INPUT DATA.
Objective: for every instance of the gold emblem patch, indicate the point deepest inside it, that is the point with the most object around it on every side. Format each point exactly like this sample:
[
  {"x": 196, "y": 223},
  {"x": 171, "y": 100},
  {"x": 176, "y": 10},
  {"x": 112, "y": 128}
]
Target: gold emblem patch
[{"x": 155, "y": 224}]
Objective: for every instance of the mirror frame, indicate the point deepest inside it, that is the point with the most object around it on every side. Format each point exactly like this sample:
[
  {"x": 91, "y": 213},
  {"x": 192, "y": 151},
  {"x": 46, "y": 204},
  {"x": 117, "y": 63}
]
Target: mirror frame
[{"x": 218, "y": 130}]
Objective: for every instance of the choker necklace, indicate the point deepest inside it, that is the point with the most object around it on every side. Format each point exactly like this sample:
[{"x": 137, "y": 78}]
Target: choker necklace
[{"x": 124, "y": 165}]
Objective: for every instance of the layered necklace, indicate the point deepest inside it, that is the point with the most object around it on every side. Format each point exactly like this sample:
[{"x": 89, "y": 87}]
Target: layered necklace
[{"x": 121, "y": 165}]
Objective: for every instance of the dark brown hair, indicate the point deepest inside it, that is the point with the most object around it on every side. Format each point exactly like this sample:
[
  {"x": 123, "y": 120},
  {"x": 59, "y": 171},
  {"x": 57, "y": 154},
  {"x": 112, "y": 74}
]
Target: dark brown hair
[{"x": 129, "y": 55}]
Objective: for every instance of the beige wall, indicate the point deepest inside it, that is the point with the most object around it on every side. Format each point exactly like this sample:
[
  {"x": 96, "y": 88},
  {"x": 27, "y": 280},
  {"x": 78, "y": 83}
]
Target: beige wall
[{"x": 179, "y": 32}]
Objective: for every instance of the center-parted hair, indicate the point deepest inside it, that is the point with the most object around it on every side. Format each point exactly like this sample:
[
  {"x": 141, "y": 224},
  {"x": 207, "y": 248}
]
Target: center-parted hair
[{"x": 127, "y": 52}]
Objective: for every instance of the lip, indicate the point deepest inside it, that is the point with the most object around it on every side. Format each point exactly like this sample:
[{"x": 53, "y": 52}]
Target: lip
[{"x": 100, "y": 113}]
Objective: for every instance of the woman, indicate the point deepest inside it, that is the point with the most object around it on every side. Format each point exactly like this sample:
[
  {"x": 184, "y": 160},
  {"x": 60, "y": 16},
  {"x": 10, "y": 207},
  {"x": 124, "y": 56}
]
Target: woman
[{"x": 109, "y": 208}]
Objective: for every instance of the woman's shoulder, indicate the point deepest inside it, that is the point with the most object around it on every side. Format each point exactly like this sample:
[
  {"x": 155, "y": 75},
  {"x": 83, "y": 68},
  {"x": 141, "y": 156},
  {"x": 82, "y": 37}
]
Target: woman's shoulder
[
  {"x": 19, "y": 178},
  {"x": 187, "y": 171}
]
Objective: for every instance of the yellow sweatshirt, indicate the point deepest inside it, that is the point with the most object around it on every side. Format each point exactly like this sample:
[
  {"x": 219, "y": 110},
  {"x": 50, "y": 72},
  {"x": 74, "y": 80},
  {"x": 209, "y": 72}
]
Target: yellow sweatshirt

STATED TASK. Write out the entries in full, exactly as given.

SOLVED PROBLEM.
Objective: for every instance of the gold emblem patch, indicate the point deepest inside it, that is the point with the most object around it on every side. Format each point exactly like this sample:
[
  {"x": 196, "y": 223},
  {"x": 171, "y": 100},
  {"x": 176, "y": 10},
  {"x": 112, "y": 128}
]
Target: gold emblem patch
[{"x": 155, "y": 224}]
Objective: for every instance of the mirror frame, indicate the point deepest inside it, that is the point with the most object around it on every side. Format each point exactly like this sample:
[
  {"x": 91, "y": 213},
  {"x": 192, "y": 151},
  {"x": 46, "y": 204},
  {"x": 117, "y": 63}
]
Target: mirror frame
[{"x": 218, "y": 130}]
Objective: for every instance of the choker necklace, indicate the point deepest inside it, that is the point with the most object around it on every side. Format each point exactly like this sample:
[{"x": 137, "y": 78}]
Target: choker necklace
[{"x": 124, "y": 165}]
Objective: for every instance of the layered necklace, indicate the point deepest inside it, that is the point with the most object around it on every side. Format each point exactly like this sample:
[{"x": 89, "y": 87}]
Target: layered necklace
[{"x": 121, "y": 165}]
Objective: for every instance of the dark brown hair, indicate the point deepest inside it, that is the point with the most object around it on every side. Format each point exactly like this sample:
[
  {"x": 123, "y": 120},
  {"x": 59, "y": 171},
  {"x": 57, "y": 154},
  {"x": 112, "y": 74}
]
Target: dark brown hair
[{"x": 129, "y": 55}]
Objective: for every instance of the beige wall, indicate the point deepest inside it, that is the point with the most object around it on every side. Format each point exactly like this sample:
[
  {"x": 96, "y": 88},
  {"x": 27, "y": 280},
  {"x": 78, "y": 83}
]
Target: beige wall
[{"x": 179, "y": 32}]
Objective: for every instance of the center-parted hair, indicate the point deepest inside it, that is the point with the most object around it on every side. Format each point exactly like this sample:
[
  {"x": 141, "y": 224},
  {"x": 207, "y": 248}
]
Target: center-parted hair
[{"x": 127, "y": 52}]
Objective: for every instance of the lip, indicate the point deepest inside it, that is the point with the most object around it on every side. Format each point exactly like this sample:
[{"x": 53, "y": 52}]
Target: lip
[{"x": 100, "y": 113}]
Objective: for every instance of the woman, indicate the point deepest inside it, that is the point with the most object around it on every side. Format each point exactly like this sample:
[
  {"x": 184, "y": 160},
  {"x": 60, "y": 16},
  {"x": 10, "y": 207},
  {"x": 124, "y": 56}
]
Target: woman
[{"x": 109, "y": 208}]
Objective: for every instance of the woman's shoulder, indicate the point deepest inside it, that is the point with the most object around it on every side. Format each point exactly like this sample:
[
  {"x": 155, "y": 75},
  {"x": 83, "y": 68},
  {"x": 141, "y": 156},
  {"x": 82, "y": 37}
]
Target: woman's shoulder
[
  {"x": 19, "y": 178},
  {"x": 187, "y": 171}
]
Objective: for every instance of the yellow sweatshirt, indicate the point deepest inside it, that is the point with the most object around it on every side. Format each point exactly like this sample:
[
  {"x": 219, "y": 110},
  {"x": 50, "y": 72},
  {"x": 74, "y": 80},
  {"x": 209, "y": 72}
]
Target: yellow sweatshirt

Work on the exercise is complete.